* [Page text]
— Start —
Newsgroups: comp.ai.neural-nets
Path: cantaloupe.srv.cs.cmu.edu!das-news2.harvard.edu!news2.near.net!howland.reston.ans.net!news.sprintlink.net!redstone.interpath.net!sas!mozart.unx.sas.com!saswss
From: saswss@hotellng.unx.sas.com (Warren Sarle)
Subject: Re: Question:  Training data with unknown values.
Originator: saswss@hotellng.unx.sas.com
Sender: news@unx.sas.com (Noter of Newsworthy Events)
Message-ID: <D2xoM2.n4q@unx.sas.com>
Date: Tue, 24 Jan 1995 23:44:26 GMT
References: <3fgvqj$a5c@canopus.cc.umanitoba.ca> <3g3juk$9uc@aplcomm.jhuapl.edu>
Nntp-Posting-Host: hotellng.unx.sas.com
Organization: SAS Institute Inc.
Lines: 30


In article <3g3juk$9uc@aplcomm.jhuapl.edu>, randy@aplcorejhuapl.edu (Randall C. Poe) writes:
|> In article <3fgvqj$a5c@canopus.cc.umanitoba.ca>, umengbr0@cc.umanitoba.ca (Jonathan Thomas Engbrecht) writes:
|> |> I am working on a backprop NN where lines of input are being added twice daily.
|> |> Problem...  occasionally an input may be missing from the incoming data.  The software
|> |> (Brainmaker Professional) that I am using has no built in method of dealing with
|> |> missing data and with 200+ inputs it seems a shame to discard all of the incoming
|> |> information just because one is missing.  Although it may be possible to make a "best
|> |> guess" at the missing value, it seems to me there should be an easier way to do this.
— End —
* [Entries supplied]
— Start —
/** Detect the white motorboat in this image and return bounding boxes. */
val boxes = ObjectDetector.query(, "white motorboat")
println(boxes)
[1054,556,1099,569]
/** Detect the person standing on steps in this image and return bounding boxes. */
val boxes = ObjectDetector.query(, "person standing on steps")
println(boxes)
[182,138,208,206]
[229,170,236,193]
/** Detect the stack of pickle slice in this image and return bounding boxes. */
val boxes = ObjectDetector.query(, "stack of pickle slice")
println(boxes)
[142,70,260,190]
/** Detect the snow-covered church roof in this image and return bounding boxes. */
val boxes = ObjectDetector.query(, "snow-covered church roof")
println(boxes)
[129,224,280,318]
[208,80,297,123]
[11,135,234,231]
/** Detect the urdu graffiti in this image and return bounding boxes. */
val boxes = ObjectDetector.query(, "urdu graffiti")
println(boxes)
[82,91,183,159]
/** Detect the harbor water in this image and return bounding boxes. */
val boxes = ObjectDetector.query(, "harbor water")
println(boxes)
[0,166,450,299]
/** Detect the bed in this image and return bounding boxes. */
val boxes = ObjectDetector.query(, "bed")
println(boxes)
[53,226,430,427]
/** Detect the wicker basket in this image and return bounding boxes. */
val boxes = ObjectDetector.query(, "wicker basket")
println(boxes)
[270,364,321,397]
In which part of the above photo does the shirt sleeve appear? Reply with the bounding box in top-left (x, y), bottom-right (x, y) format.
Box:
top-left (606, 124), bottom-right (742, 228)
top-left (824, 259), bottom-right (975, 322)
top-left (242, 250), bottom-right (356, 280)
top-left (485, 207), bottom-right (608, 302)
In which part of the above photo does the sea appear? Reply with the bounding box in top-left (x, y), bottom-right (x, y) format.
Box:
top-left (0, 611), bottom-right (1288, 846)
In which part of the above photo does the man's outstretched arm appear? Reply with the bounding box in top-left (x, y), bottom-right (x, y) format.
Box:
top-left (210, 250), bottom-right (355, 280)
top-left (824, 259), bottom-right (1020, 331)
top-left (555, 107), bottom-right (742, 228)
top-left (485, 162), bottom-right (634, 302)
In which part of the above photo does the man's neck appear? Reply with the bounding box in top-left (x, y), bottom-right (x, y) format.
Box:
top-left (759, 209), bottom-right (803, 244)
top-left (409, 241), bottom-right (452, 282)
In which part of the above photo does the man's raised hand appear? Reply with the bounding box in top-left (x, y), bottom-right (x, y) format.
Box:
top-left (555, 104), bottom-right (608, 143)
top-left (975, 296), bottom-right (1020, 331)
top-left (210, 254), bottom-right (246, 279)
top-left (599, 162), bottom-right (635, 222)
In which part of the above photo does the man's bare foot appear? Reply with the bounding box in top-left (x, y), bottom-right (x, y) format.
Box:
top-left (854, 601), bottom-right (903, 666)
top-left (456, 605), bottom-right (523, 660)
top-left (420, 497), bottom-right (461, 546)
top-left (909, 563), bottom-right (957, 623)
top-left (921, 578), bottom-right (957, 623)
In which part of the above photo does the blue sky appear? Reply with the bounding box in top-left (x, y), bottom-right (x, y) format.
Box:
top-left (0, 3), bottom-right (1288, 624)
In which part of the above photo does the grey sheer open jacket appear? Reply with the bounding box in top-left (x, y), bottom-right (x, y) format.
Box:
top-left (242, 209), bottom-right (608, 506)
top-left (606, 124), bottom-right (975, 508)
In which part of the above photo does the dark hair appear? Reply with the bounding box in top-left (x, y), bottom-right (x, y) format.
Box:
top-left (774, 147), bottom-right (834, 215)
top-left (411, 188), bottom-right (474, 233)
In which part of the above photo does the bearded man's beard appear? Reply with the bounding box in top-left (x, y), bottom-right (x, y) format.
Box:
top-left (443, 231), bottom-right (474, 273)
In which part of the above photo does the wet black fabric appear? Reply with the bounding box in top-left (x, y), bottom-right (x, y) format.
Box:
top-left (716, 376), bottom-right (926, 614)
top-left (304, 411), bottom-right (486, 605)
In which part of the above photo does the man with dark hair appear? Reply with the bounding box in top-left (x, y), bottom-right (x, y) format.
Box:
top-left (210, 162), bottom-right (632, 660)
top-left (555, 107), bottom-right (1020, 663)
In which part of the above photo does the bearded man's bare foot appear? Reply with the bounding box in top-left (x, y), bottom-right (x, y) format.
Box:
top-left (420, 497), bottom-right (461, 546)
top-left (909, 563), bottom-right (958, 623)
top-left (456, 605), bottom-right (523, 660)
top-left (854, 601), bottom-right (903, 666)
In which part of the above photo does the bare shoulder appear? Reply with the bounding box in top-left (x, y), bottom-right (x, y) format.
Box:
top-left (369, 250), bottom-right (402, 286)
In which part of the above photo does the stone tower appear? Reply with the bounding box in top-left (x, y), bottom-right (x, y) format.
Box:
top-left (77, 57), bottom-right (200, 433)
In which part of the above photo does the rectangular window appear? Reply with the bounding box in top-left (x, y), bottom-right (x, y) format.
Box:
— End —
* [Short task A] From the newsgroup post, print the passage from "Message-ID: <D2xoM2.n4q@unx.sas.com>" up to and including "added twice daily.".
* [Short task B] According to the newsgroup post, what software is Jonathan Thomas Engbrecht using for the backprop network?
* [Short task C] Condense the paragraph of the newsgroup post that begins "I am working on a backprop NN" into a short bulleted list that keeps its main facts.

* [Task output A]
Message-ID: <D2xoM2.n4q@unx.sas.com>
Date: Tue, 24 Jan 1995 23:44:26 GMT
References: <3fgvqj$a5c@canopus.cc.umanitoba.ca> <3g3juk$9uc@aplcomm.jhuapl.edu>
Nntp-Posting-Host: hotellng.unx.sas.com
Organization: SAS Institute Inc.
Lines: 30


In article <3g3juk$9uc@aplcomm.jhuapl.edu>, randy@aplcorejhuapl.edu (Randall C. Poe) writes:
|> In article <3fgvqj$a5c@canopus.cc.umanitoba.ca>, umengbr0@cc.umanitoba.ca (Jonathan Thomas Engbrecht) writes:
|> |> I am working on a backprop NN where lines of input are being added twice daily.

* [Task output B] Brainmaker Professional.

* [Task output C]
- The network is a backprop NN, and new input data is added twice daily.
- Occasionally an input is missing from the incoming data.
- The software, Brainmaker Professional, has no built-in method for handling missing data.
- With 200+ inputs, discarding all the incoming information because one value is missing seems a shame.
- A "best guess" at the missing value may be possible, but there should be an easier way.